Quote the listing below word for word, everything from its first line down to the line containing "176 286 L 184", with both ends included.
((
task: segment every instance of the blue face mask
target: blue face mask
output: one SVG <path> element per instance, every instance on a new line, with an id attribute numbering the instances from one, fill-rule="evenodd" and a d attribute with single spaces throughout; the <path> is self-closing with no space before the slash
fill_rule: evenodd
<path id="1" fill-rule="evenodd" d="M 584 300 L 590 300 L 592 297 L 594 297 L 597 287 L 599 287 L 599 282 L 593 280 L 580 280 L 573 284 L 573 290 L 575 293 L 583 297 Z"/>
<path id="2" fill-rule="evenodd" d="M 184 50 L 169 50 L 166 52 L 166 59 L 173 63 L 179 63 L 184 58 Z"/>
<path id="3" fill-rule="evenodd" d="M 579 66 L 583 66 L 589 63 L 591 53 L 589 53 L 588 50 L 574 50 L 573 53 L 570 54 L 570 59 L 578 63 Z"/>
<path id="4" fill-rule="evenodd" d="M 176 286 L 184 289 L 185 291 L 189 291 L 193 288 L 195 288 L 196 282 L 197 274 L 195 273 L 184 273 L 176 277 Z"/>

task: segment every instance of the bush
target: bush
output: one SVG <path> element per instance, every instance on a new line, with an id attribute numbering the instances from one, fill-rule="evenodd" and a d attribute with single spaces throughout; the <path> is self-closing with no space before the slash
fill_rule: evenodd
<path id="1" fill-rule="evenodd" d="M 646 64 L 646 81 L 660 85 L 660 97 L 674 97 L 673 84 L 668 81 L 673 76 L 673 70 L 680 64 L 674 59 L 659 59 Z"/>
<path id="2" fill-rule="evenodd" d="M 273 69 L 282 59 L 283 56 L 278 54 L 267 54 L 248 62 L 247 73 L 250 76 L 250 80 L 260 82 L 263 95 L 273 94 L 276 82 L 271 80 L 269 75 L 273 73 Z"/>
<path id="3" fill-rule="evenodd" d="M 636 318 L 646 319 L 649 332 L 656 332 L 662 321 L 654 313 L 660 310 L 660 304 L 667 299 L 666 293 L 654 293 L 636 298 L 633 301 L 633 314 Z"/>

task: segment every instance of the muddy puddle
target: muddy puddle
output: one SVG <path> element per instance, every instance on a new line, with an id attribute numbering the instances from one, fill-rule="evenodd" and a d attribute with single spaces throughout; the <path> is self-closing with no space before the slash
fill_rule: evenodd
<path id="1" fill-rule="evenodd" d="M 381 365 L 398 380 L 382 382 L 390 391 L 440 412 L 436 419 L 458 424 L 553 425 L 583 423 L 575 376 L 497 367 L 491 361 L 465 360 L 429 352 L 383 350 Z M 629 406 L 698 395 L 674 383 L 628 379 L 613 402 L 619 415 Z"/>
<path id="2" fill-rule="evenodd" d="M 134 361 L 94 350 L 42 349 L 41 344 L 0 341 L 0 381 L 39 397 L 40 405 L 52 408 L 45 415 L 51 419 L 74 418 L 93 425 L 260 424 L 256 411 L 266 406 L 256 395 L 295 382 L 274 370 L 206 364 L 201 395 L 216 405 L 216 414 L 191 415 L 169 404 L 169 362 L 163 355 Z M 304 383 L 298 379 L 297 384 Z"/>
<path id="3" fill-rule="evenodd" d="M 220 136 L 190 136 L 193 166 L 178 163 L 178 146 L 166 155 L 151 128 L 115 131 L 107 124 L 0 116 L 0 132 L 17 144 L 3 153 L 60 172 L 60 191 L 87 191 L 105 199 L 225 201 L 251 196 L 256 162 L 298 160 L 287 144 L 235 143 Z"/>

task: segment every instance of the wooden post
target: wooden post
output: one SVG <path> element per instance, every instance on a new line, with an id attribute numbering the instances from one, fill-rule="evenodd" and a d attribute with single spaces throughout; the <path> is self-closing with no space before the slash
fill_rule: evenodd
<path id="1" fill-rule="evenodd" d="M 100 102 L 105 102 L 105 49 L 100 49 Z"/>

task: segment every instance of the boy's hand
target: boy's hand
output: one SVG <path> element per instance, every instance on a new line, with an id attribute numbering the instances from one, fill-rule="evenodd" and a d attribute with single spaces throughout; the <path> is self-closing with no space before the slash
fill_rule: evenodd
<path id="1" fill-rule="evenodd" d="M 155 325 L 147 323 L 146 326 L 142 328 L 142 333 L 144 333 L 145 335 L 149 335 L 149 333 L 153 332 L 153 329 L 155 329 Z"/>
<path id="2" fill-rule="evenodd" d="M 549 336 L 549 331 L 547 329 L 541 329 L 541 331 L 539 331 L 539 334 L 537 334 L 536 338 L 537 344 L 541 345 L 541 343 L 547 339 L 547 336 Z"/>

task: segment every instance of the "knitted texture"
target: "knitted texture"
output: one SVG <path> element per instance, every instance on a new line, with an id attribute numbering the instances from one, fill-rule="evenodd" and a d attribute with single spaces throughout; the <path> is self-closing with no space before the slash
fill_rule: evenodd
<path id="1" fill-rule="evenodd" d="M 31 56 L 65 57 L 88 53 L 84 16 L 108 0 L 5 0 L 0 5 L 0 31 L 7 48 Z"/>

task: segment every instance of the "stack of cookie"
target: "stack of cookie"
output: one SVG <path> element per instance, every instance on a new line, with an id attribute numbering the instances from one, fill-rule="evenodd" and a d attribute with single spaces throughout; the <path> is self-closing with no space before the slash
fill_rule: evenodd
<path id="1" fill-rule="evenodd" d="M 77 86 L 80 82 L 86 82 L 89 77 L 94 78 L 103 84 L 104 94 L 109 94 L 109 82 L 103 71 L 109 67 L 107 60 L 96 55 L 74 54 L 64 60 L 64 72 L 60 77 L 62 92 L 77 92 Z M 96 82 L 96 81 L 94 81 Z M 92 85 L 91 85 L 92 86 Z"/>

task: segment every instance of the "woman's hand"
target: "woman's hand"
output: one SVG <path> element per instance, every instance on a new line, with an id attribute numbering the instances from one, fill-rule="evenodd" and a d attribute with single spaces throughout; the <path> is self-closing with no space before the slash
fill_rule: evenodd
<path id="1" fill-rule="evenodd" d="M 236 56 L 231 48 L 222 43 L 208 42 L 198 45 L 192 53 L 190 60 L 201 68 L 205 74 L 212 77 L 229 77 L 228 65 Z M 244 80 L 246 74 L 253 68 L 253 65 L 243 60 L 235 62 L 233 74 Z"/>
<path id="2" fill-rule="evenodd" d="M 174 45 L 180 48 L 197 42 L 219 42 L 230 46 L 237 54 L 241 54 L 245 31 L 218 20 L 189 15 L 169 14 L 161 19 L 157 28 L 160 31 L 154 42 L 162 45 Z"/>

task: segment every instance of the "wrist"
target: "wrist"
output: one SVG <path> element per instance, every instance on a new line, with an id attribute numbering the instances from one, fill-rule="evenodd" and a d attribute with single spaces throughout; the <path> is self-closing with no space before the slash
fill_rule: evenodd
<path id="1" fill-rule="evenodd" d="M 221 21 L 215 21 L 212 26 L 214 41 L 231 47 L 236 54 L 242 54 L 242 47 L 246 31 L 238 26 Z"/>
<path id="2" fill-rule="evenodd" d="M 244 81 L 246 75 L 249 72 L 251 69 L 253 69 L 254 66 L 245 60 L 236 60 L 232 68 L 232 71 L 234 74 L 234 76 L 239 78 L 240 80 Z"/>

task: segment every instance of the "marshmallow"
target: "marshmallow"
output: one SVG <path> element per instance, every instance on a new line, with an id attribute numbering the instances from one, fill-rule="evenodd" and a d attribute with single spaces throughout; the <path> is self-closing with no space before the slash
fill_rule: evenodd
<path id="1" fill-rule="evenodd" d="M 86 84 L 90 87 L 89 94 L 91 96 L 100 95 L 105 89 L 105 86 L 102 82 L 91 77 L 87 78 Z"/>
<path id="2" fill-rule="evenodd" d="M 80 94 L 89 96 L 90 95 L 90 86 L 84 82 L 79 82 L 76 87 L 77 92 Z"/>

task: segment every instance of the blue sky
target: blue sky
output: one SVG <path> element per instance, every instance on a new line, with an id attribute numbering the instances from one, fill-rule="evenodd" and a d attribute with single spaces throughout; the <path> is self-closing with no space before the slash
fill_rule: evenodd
))
Complete output:
task: segment every instance of the blue face mask
target: blue face mask
output: one SVG <path> element per instance, every instance on a new line, with an id attribute numbering the instances from one, fill-rule="evenodd" and a d attribute with single spaces throughout; the <path> is self-closing with no space before the slash
fill_rule: evenodd
<path id="1" fill-rule="evenodd" d="M 584 300 L 590 300 L 592 297 L 594 297 L 597 287 L 599 287 L 599 282 L 593 280 L 580 280 L 573 284 L 573 290 L 575 293 L 583 297 Z"/>
<path id="2" fill-rule="evenodd" d="M 184 50 L 169 50 L 166 52 L 166 59 L 173 63 L 179 63 L 184 58 Z"/>
<path id="3" fill-rule="evenodd" d="M 579 66 L 583 66 L 589 63 L 591 53 L 589 53 L 588 50 L 574 50 L 573 53 L 570 54 L 570 59 L 578 63 Z"/>
<path id="4" fill-rule="evenodd" d="M 176 286 L 184 289 L 185 291 L 189 291 L 193 288 L 195 288 L 196 282 L 197 274 L 195 273 L 184 273 L 176 277 Z"/>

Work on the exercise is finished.